Short exercise:
Reproduce the records starting at the line that contains "Phrase -- white metal post" and ending at the last line of the records, renaming "target" to "object" and leaving everything else unchanged.

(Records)

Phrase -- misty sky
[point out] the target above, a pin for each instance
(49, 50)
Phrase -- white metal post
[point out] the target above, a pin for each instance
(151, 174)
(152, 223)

The response:
Phrase -- white metal post
[point out] the object above, a pin for each instance
(151, 174)
(152, 223)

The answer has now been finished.